***** EXTRAIT *****

Les températures sous ombrage moins élevées sont propices à l'apparition d'une couverture plus mésophyte et, généralement, plus nutritive, qui se trouve également favorisée par la plus grande humidité du sol près du tronc, vu l'accumulation des eaux de ruissellement autour du fût. L'eau de pluie récoltée du fait de ce ruissellement ne parvient pas immédiatement aux racines latérales, dont les poils absorbants tirent plus facilement parti de l'eau qui tombe goutte à goutte de la cime. Des travaux américains non encore publiés semblent indiquer que les eaux de ruissellement s'infiltrent dans le sol aux alentours des racines latérales, d'où elle sera utilisée par l'arbre.

Les mesures de teneur en eau totale du sol sous F. albida effectuées juste avant le début de la saison des pluies donnaient les valeurs suivantes: 8 pour cent sous la cime et 4 pour cent ailleurs (Radwanski et Wickens, 1967). Les auteurs supposaient que les conditions physiques meilleures régnant sous la cime pouvaient expliquer ces résultats; autre explication possible venant compléter la précédente: des températures moins élevées du fait de l'ombrage.

2.3.2 Fertilité des sols

La contribution des espèces d'acacias à la fertilité du sol est double; elle se fait d'abord par le biais de la fixation de l'azote (tableau 2.3.2) et ensuite par accumulation de la litière. Dans ce dernier cas, l'apport de la litière tient au recyclage des minéraux extraits du sol par le système racinaire (Radwanski et Wickens, 1967). L'apport azoté est minime, le feuillage tombé au sol étant probablement soumis à deux cycles successifs de dégénérescence rapide. La première consiste en une déshydratation rapide de la litière qui s'accompagne de la perte de tous les composés volatiles, de sorte qu'au terme de la longue saison sèche, le second cycle de décomposition affectera la masse fibreuse et les minéraux.

***** SECTION DES DONNÉES *****

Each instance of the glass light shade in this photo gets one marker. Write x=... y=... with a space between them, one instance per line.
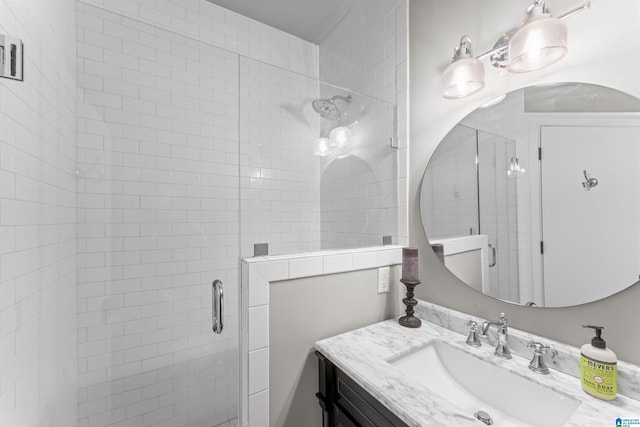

*****

→ **LISTE DES TÂCHES**
A) Répondez aux questions suivantes d'après l'extrait sur les acacias :
(i) Quelle teneur en eau totale du sol a été mesurée sous la cime de F. albida juste avant le début de la saison des pluies ?
(ii) Qu'est-ce qui s'accumule autour du fût et augmente l'humidité du sol près du tronc ?
(iii) Par quels deux moyens les espèces d'acacias contribuent-elles à la fertilité du sol ?
B) Poursuivez l'extrait sur les acacias à partir de l'endroit où il s'arrête.
Le listing n'est d'aucune utilité pour répondre.

→ **RÉPONSES PAR TÂCHE**
A)
(i) 8 pour cent.
(ii) Les eaux de ruissellement.
(iii) Par la fixation de l'azote et par l'accumulation de la litière.

B)
Faidherbia albida fait exception, la chute des feuilles intervenant au début de la saison des pluies; de ce fait, la litière est déjà passablement décomposée et les éléments nutritifs incorporés au sol. Giffard (1964) a démontré que la litière de feuilles d'un peuplement moyen de 50 Faidherbia albida par hectare réintroduisait chaque année dans le sol l'équivalent de 75 kg d'azote, de 12 kg de phosphore, de 13 kg de potassium, de 20 kg de soufre, de 25 kg de magnésium et de 120 kg de calcium par hectare. Planter du mil chandelle (Pennisetum glaucum) sous la cime des Faidherbia albida permet d'obtenir des rendements de 2,5 à 3 fois supérieurs à la moyenne, sans apport complémentaire d'engrais.

Signalons encore la contribution indirecte du bétail qui brouts la litière, la décomposition des déjections animales suivant un cycle analogue à celui de la litière. On n'a pas encore mesuré, semble-t-il, l'importance de cet apport.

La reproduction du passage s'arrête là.